== Written exercise ==
Copy out the rows below with "stone" substituted for every instance of "concrete", changing nothing else.

(Records of labeled boxes)

────────────────────

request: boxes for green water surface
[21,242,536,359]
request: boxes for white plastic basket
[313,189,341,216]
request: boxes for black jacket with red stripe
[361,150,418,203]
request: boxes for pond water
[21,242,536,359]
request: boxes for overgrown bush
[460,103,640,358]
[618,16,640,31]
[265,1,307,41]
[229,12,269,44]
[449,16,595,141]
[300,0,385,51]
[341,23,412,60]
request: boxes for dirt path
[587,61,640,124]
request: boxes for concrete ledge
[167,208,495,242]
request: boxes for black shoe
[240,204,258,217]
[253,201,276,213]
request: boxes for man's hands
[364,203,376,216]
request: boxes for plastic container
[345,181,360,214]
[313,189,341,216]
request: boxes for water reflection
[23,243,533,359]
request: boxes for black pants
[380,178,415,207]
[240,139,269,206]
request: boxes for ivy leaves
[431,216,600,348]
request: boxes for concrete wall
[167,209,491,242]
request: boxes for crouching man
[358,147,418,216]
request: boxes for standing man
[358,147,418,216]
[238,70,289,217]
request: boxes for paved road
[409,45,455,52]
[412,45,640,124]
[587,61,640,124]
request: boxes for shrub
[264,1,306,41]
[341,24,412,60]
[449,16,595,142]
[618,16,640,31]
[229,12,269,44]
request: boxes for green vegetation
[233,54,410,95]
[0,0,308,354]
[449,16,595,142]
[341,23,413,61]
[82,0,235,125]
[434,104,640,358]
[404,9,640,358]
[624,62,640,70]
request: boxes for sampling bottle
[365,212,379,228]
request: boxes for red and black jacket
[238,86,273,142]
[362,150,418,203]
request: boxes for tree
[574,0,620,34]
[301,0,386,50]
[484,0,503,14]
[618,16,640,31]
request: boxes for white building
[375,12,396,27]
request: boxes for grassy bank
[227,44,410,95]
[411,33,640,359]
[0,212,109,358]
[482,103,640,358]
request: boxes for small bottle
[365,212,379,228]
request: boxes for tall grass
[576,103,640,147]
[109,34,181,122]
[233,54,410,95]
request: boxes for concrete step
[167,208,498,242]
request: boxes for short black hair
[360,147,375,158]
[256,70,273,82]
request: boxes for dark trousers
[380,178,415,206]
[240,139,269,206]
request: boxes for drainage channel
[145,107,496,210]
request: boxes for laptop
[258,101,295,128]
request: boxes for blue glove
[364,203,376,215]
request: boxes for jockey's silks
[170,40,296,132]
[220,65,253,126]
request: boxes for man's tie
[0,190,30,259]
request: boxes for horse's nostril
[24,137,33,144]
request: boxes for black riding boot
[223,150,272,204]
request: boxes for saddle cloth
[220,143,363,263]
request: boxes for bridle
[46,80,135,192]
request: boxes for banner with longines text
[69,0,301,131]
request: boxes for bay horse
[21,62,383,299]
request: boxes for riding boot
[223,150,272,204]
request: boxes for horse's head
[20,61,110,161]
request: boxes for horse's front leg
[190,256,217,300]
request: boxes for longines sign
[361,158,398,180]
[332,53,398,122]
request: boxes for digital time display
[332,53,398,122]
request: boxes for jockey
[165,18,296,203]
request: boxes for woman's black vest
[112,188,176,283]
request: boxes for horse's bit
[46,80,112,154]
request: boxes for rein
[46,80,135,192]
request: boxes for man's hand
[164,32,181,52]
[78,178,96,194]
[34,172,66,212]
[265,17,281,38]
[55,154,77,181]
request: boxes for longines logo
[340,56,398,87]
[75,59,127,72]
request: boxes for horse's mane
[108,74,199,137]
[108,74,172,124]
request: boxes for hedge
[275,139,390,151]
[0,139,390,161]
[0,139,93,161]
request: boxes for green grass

────────────────────

== Response to the task ==
request: boxes for green water surface
[21,242,536,359]
request: boxes for white plastic basket
[313,189,341,216]
request: boxes for black jacket with red stripe
[361,150,418,203]
request: boxes for pond water
[21,242,536,359]
request: boxes for overgrown bush
[460,103,640,358]
[618,16,640,31]
[265,1,307,41]
[229,12,269,44]
[449,16,595,141]
[300,0,385,51]
[341,23,412,60]
request: boxes for dirt path
[587,61,640,124]
request: boxes for stone ledge
[167,208,495,242]
request: boxes for black shoe
[240,204,258,217]
[253,201,276,213]
request: boxes for man's hands
[364,203,376,216]
request: boxes for plastic container
[345,181,360,214]
[313,189,341,216]
request: boxes for water reflection
[23,243,533,359]
request: boxes for black pants
[380,178,415,207]
[240,139,269,206]
request: boxes for ivy leaves
[431,216,600,348]
request: boxes for stone wall
[167,209,491,242]
request: boxes for crouching man
[358,147,418,216]
request: boxes for standing man
[358,147,418,216]
[238,70,289,217]
request: boxes for paved road
[409,45,455,52]
[412,45,640,124]
[587,61,640,124]
request: boxes for shrub
[264,1,306,41]
[341,24,412,60]
[449,16,595,142]
[618,16,640,31]
[229,12,269,44]
request: boxes for green vegetation
[233,54,410,95]
[0,0,308,354]
[449,16,595,142]
[341,23,413,61]
[82,0,235,125]
[434,104,640,358]
[404,9,640,358]
[624,62,640,70]
request: boxes for sampling bottle
[365,212,379,228]
request: boxes for red and black jacket
[238,86,273,142]
[362,150,418,203]
request: boxes for tree
[574,0,620,34]
[301,0,386,50]
[484,0,503,14]
[618,16,640,31]
request: boxes for white building
[375,12,396,27]
request: boxes for grassy bank
[227,44,410,95]
[411,33,640,359]
[0,212,109,358]
[482,103,640,358]
request: boxes for small bottle
[365,212,379,228]
request: boxes for tall grass
[576,103,640,147]
[109,34,181,122]
[233,54,410,95]
request: boxes for stone step
[167,208,498,242]
request: boxes for short black hair
[360,147,375,158]
[256,70,273,82]
request: boxes for dark trousers
[380,178,415,206]
[240,139,269,206]
request: boxes for drainage channel
[145,107,496,210]
request: boxes for laptop
[258,101,295,128]
request: boxes for blue glove
[364,203,376,215]
request: boxes for jockey's silks
[170,40,296,132]
[220,65,253,126]
request: boxes for man's tie
[0,190,30,259]
request: boxes for horse's nostril
[24,137,33,144]
request: boxes for black riding boot
[223,150,272,204]
request: boxes for saddle cloth
[220,143,363,263]
request: boxes for bridle
[46,80,135,192]
request: boxes for banner with longines text
[69,0,301,131]
request: boxes for bay horse
[21,62,383,299]
request: boxes for riding boot
[223,150,272,204]
request: boxes for horse's head
[20,61,110,161]
request: boxes for horse's front leg
[190,256,217,300]
request: boxes for longines sign
[361,158,398,180]
[332,53,398,122]
request: boxes for digital time display
[332,53,398,122]
request: boxes for jockey
[165,18,296,203]
request: boxes for woman's black vest
[112,188,176,283]
request: boxes for horse's bit
[46,80,112,154]
request: boxes for rein
[46,80,135,192]
request: boxes for man's hand
[164,32,181,52]
[78,178,96,194]
[34,172,66,212]
[265,17,281,38]
[55,154,77,181]
request: boxes for longines logo
[340,56,398,87]
[75,59,127,72]
request: boxes for horse's mane
[108,74,199,137]
[108,74,172,124]
request: boxes for hedge
[275,139,390,151]
[0,139,390,161]
[0,139,93,161]
request: boxes for green grass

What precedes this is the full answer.